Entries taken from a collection
* * * * * * * * *

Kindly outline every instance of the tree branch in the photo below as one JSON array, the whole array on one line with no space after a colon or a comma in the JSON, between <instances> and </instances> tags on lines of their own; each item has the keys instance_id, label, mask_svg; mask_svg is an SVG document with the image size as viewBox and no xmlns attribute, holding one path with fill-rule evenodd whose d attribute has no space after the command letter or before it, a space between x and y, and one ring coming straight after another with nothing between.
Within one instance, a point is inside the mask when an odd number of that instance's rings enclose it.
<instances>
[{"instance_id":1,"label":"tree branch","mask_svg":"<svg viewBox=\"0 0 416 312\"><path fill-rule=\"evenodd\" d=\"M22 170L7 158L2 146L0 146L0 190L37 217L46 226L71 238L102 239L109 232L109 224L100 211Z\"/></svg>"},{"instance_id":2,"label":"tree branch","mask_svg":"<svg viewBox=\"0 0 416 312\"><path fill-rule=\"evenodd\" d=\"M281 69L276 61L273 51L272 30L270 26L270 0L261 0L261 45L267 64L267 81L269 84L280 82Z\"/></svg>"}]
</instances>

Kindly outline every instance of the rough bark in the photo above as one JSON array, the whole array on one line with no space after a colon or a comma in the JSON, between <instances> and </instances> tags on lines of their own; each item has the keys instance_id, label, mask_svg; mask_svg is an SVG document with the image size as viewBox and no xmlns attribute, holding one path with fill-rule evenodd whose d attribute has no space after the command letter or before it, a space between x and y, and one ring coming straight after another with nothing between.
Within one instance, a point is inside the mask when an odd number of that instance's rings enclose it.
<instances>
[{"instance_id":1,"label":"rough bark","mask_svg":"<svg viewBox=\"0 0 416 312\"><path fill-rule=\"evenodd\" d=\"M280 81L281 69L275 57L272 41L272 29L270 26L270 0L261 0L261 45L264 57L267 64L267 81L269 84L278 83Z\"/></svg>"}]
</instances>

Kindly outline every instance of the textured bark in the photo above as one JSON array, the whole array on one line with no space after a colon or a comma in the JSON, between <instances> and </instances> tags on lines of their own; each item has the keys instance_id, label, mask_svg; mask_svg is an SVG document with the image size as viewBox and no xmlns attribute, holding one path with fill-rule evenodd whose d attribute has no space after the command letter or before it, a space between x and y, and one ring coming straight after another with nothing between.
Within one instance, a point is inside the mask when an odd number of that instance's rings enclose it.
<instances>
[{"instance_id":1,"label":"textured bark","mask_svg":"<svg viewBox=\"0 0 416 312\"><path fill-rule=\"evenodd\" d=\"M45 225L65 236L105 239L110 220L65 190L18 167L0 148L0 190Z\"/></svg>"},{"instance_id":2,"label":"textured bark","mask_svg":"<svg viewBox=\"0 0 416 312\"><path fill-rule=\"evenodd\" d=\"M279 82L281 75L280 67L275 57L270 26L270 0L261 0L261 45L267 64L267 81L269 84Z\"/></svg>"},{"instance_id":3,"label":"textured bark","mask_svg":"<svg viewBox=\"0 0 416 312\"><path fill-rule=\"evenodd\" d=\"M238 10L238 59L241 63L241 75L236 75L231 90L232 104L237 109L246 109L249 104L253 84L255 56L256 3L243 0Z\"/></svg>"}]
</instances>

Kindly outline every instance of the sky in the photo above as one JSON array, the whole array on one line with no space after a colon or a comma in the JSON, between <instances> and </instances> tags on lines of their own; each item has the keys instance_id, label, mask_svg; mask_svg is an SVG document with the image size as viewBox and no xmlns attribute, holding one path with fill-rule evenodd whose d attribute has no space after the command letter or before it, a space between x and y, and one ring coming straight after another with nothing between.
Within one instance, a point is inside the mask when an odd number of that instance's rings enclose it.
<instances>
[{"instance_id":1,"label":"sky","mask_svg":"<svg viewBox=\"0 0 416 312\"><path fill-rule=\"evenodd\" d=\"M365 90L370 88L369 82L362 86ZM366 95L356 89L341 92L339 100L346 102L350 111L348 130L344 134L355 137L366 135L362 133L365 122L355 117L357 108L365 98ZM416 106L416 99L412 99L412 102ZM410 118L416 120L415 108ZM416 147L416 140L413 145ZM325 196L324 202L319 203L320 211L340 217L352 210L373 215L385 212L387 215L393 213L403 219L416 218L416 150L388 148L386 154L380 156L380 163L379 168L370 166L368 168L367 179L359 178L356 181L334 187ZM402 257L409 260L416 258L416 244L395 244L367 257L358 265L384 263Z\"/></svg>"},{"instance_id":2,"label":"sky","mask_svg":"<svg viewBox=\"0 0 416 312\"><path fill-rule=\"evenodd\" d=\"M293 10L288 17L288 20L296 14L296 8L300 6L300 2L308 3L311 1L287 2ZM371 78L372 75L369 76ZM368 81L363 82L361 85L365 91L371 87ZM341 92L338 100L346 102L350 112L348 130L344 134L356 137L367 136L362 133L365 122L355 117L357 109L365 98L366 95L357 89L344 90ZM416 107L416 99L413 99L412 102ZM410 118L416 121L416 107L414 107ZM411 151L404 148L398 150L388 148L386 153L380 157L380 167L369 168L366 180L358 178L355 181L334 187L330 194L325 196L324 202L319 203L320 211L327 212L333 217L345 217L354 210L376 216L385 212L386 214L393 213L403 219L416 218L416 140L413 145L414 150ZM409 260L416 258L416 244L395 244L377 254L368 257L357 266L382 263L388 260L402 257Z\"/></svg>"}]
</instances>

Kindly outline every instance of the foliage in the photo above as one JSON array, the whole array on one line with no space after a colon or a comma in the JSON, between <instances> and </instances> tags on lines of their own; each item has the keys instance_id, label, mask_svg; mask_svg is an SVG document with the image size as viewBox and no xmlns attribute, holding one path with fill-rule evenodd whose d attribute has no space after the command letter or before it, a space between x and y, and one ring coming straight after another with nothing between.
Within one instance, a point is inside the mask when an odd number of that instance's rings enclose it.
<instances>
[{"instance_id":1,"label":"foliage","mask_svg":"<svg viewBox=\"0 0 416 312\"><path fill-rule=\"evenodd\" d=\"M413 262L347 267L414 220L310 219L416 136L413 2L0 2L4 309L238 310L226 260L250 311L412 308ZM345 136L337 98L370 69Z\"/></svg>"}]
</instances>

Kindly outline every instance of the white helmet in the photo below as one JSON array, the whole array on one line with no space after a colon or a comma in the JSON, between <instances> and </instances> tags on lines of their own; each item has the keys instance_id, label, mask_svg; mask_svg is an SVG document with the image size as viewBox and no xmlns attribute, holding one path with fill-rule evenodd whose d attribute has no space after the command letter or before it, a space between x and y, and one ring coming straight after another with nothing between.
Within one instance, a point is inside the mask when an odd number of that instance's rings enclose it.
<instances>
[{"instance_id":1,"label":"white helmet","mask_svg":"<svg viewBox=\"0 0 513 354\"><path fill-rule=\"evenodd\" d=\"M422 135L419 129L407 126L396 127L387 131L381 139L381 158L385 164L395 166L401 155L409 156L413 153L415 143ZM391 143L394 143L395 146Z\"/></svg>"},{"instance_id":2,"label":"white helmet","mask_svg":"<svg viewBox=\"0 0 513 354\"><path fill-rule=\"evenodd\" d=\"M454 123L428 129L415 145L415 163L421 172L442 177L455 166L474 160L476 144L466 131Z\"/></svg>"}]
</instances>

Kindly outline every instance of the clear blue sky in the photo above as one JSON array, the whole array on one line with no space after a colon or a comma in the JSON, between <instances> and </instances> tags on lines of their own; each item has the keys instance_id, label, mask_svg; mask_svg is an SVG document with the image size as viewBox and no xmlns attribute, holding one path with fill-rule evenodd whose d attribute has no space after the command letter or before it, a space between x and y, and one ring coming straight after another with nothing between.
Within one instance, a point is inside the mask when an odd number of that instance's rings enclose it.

* * * * * * * * *

# Written exercise
Give back the lines of the listing from the one with "Kindly outline every instance of the clear" through the end, both included, exactly as written and with nothing added.

# Worked solution
Kindly outline every instance of the clear blue sky in the photo above as one JSON array, the whole array on one line with no space after a colon or a comma in the JSON, between <instances> and </instances> tags on lines of their own; each item has the keys instance_id, label, mask_svg; mask_svg is an SVG document with the image size as viewBox and no xmlns attribute, holding one path with fill-rule evenodd whose d attribute has no space after the command letter or before it, a space between x and y, and one ring coming straight after another with nothing between.
Within one instance, a point is inside the mask when an odd number of that instance's rings enclose it.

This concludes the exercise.